(Excerpt from a dataset)
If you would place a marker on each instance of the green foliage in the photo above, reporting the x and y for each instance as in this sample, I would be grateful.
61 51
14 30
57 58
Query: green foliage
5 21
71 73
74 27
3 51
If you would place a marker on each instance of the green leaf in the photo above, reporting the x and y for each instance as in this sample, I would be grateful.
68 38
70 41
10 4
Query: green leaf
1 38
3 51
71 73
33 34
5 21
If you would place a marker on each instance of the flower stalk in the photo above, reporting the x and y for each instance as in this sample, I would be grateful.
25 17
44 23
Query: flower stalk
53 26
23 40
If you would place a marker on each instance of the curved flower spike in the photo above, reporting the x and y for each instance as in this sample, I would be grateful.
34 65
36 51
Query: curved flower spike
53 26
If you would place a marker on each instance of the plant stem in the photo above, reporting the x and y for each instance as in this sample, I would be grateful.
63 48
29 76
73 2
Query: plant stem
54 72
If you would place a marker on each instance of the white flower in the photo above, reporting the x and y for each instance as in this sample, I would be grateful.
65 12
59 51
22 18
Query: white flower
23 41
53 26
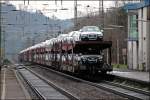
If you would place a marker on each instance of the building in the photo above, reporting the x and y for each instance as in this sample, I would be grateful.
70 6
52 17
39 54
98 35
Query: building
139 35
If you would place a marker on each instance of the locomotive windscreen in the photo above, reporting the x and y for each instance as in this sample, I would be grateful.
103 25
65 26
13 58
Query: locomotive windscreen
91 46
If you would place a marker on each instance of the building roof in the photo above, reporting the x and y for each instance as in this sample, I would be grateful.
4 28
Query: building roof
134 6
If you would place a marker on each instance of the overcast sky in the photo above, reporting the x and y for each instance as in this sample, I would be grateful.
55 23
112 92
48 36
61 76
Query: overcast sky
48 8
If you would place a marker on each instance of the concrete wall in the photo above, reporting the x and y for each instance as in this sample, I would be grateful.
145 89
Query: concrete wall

JOB: Please quote the listing word for word, starting with the line containing "of the overcast" and continuing through the end of the listing.

ANSWER:
If you would place a marker on each instance of the overcast sky in the photo above, reporting the x and y for each instance as in this sample, I would be grateful.
55 23
112 92
48 36
61 76
Query: overcast sky
48 8
If you would place a marker on each instance of the concrete wall in the photo above, reporting the x and y for each instance as in this sample, I would be grateful.
145 89
Query: concrete wall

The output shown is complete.